[Action item]:
From the first line to the last, retype everything below exactly, minus the pictures.

[Records to process]:
- - -

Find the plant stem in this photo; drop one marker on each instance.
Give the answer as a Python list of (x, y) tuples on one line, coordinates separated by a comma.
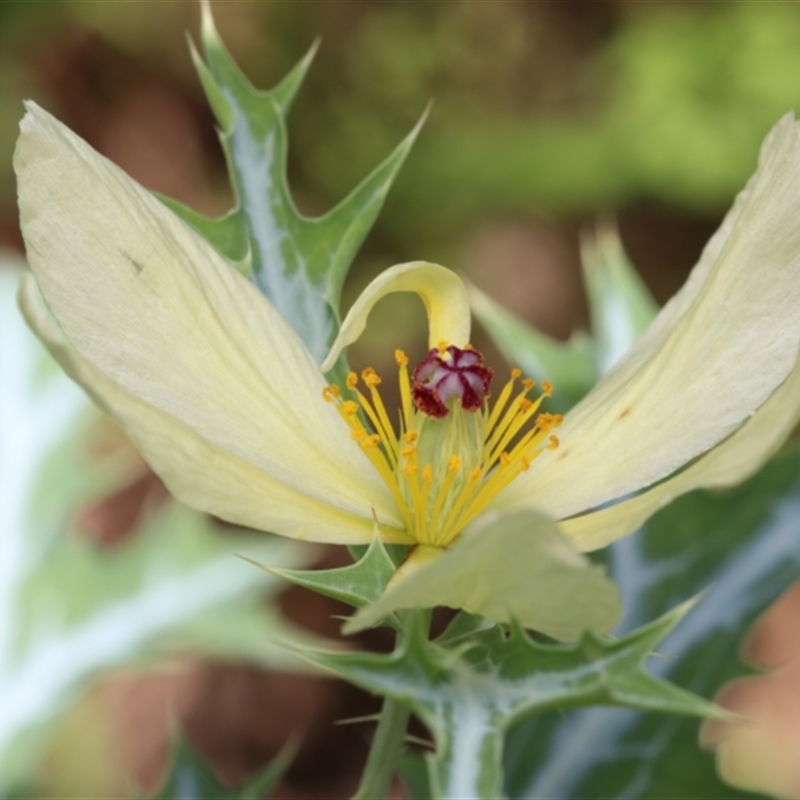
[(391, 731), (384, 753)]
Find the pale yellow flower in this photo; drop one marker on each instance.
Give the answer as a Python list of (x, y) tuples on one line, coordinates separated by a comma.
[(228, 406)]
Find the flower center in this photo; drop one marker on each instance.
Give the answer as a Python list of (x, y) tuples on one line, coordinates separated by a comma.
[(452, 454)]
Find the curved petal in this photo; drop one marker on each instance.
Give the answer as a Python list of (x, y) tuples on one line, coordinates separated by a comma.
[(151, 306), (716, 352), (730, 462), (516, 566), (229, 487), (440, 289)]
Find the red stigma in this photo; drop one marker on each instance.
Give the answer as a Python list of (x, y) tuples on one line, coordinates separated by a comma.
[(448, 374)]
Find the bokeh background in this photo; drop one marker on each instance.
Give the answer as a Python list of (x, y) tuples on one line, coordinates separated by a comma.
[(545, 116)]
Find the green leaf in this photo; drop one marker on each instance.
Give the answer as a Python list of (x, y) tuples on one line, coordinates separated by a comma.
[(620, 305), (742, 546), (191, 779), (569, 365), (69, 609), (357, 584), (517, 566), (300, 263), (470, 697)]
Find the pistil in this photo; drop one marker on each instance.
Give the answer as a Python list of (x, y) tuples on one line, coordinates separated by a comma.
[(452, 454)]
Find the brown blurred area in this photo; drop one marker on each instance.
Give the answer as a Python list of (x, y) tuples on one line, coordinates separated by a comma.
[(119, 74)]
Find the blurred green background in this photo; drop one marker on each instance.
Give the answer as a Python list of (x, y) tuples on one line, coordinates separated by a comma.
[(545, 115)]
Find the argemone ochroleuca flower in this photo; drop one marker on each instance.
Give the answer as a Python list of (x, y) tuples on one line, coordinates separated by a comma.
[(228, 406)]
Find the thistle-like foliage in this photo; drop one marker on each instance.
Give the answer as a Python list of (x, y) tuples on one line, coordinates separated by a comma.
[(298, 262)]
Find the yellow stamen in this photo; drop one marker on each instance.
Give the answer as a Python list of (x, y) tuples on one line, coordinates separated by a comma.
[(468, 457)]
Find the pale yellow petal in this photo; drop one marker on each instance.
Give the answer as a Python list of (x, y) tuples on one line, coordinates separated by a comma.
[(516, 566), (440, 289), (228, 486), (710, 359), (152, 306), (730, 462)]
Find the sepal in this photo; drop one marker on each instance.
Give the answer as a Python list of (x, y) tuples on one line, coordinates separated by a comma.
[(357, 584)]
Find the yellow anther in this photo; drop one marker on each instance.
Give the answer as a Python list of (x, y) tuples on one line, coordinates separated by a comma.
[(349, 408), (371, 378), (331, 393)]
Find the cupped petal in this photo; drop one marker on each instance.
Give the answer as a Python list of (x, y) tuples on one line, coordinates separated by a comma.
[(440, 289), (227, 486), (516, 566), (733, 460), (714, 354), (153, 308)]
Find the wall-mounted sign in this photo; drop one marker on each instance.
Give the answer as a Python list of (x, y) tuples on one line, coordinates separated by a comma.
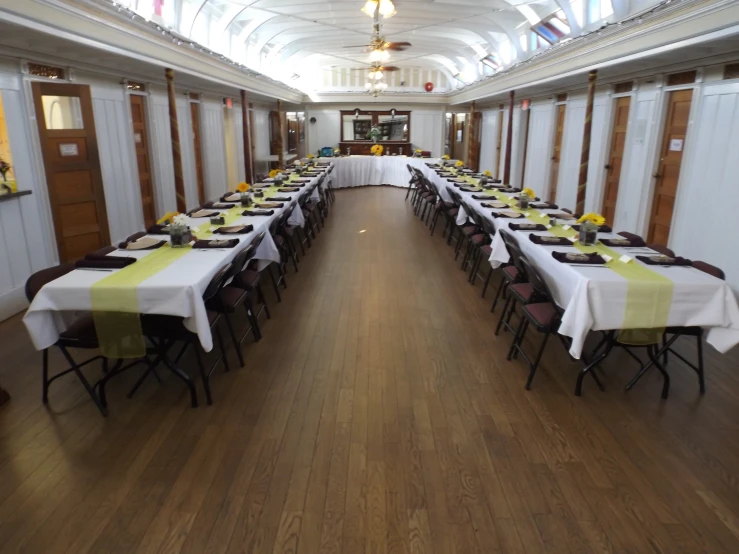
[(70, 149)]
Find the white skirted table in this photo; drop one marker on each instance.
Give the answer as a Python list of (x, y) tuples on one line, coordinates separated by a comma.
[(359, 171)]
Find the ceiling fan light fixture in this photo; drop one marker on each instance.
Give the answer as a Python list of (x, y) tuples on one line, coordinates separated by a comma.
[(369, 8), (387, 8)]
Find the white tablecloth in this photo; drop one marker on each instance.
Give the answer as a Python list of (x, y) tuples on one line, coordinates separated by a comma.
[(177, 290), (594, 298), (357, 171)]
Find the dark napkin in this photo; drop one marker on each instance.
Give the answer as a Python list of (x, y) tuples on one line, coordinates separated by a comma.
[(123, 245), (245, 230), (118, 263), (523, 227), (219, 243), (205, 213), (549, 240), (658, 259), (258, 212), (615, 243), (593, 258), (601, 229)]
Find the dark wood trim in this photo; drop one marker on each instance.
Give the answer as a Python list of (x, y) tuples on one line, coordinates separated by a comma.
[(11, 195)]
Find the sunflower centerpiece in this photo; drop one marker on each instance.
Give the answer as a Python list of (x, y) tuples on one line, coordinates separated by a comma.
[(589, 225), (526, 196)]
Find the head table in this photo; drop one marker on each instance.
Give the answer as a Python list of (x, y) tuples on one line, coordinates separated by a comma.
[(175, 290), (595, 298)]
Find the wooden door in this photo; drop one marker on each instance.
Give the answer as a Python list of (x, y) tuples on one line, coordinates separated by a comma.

- - -

[Solution to this problem]:
Find the plant stem in this photo; drop one marker on each instance.
Give the answer as a Python list of (x, y) tuples on one line, coordinates separated by a comma.
[(391, 731), (384, 753)]
Find the pale yellow flower in this photo; drop one marker on each instance.
Give the answer as a Python list of (x, y) tuples on one line, coordinates separated by a comma.
[(228, 406)]
Find the flower center in this photo; drop one marker on each instance.
Give the answer as a Python list of (x, y) tuples on one line, coordinates separated by a comma.
[(452, 454)]
Find the curved petal in this photo; drop one marker on each instance.
Give the answer as a Python list of (x, y) tuples on one line, coordinates separated by a comma.
[(151, 306), (716, 352), (730, 462), (516, 566), (229, 487), (440, 289)]
Find the red stigma in this photo; drop one marker on each instance.
Give the answer as a Python list of (x, y) tuples on one line, coordinates separated by a comma.
[(448, 374)]
Find the bokeh background in this photo; drop one marker on each instance.
Give the answer as a Python list of (x, y) tuples on one line, coordinates separated by a comma.
[(545, 116)]
Find the green leaf in this photo; drop one marker on each instance.
Give the answer as a Python list of (x, y) tuples on one line, coordinates separated by a comma.
[(620, 305), (742, 546), (191, 779), (569, 365), (69, 609), (357, 584), (517, 566), (300, 263), (470, 697)]
Find the pistil in this photo; drop one marker on each instance.
Give the answer as a Python list of (x, y) tuples on one line, coordinates separated by a comma.
[(452, 454)]
Find the brown blurred area in this photo; drop one marker on each instance.
Give the answer as a Python list of (x, y) tuples on one line, coordinates separated by a comma.
[(119, 74)]
Find the blurred green background in this photo; drop one marker on each instance.
Give the answer as a Python list of (x, y) tuples on one line, coordinates separated by a comma.
[(545, 115)]
Find the argemone ochroleuca flower in this photo; drop one marker on each instance.
Give the answer as a Python list of (x, y) tuples on one line, coordinates separated by a comma.
[(228, 406)]
Find the thistle-like foliage in this photo; drop one marker on each instance.
Give the answer as a Python list of (x, y) tuples on one line, coordinates separated by a comma.
[(298, 262)]
Find the yellow stamen in this photo; drop one marker on each instance.
Give the answer as a Python list of (x, y) tuples on one line, coordinates separated by a comma.
[(468, 457)]
Find the pale yellow petal in this photo; drop one marker on each instance.
Give the answer as a Python list of (x, y) tuples on one line, coordinates separated by a comma.
[(516, 566), (440, 289), (228, 486), (710, 359), (152, 306), (730, 462)]
Find the sepal in this photo; drop one marker on each instance.
Give the answer as a Python list of (x, y) tuples on one line, coordinates separated by a comma.
[(357, 584)]
Find the yellow anther in this photo; drop one marker on each instance.
Give the answer as a Python list of (x, y) tuples on one line, coordinates separated by a comma.
[(349, 408), (371, 378), (331, 393)]
Find the cupped petal in this photo; drop one marker on each instance.
Give the answer as a Python list of (x, y) tuples on one line, coordinates separated by a comma.
[(440, 289), (227, 486), (516, 566), (733, 460), (714, 354), (153, 308)]
Find the wall-mounted sign in this photo; drop one marker on each instance.
Give the answer as a Python list of (x, y) tuples on one line, coordinates separated by a comma.
[(70, 149)]
Find the white skirted table in this photo; drop one marker on each instance.
Give the answer as a Python list of (x, y) tuples on one line, coordinates separated by a comma.
[(359, 171)]
Find the ceiling fan light fixture in this photo; drop one marker on each instance.
Give the answer as a Python list of (x, y) tuples on one line, coordinates separated by a comma.
[(369, 8), (387, 8)]
Find the white tablecloth in this photo; drop one marker on each instance.
Give the answer as a Python list of (x, y) tuples on one line, coordinates separated by a comma.
[(177, 290), (594, 298), (357, 171)]
Find the dark napkin in this photo; drop one marker on each instance.
Give the answer as a Python list of (x, y) tuples on one line, coordinates separated by a comma.
[(123, 245), (245, 230), (118, 263), (523, 227), (219, 243), (205, 213), (549, 240), (658, 259), (258, 212), (615, 243), (593, 258), (601, 229)]
Find the dark wood trim in this photo; drop one marker on each instance.
Give the answer as a Python list of (x, y) tuples on one line, coordinates separated by a comma.
[(11, 195)]
Find the sunflower centerpiece in this photo; drop one marker on each instance.
Give the answer as a Python list of (x, y) tuples on one line, coordinates separated by a comma.
[(589, 225), (526, 196)]
Find the head table in this photo; drop one marker on each instance.
Give the answer as a Python list of (x, y) tuples on one line, coordinates separated by a comma.
[(175, 290), (595, 298)]
Find the wooden door in this photo; drop one marker on each instance.
Give the answer as a Python list of (x, y) tuples on one line, coordinates separated by a comma.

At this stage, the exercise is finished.